• **Do this**
Render the material below as a Markdown table with a No. column holding the row number and a Line column holding each line, omitting blank lines.
** Start of Records shown **
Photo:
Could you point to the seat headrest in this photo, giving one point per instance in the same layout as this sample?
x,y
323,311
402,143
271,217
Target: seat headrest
** End of Records shown **
• **The output**
| No. | Line |
|---|---|
| 1 | Photo: |
| 2 | Could you point to the seat headrest in this photo, giving one point per instance in the same layout as this sample? |
| 3 | x,y |
| 4 | 323,311 |
| 5 | 402,143 |
| 6 | 271,217 |
| 7 | Target: seat headrest |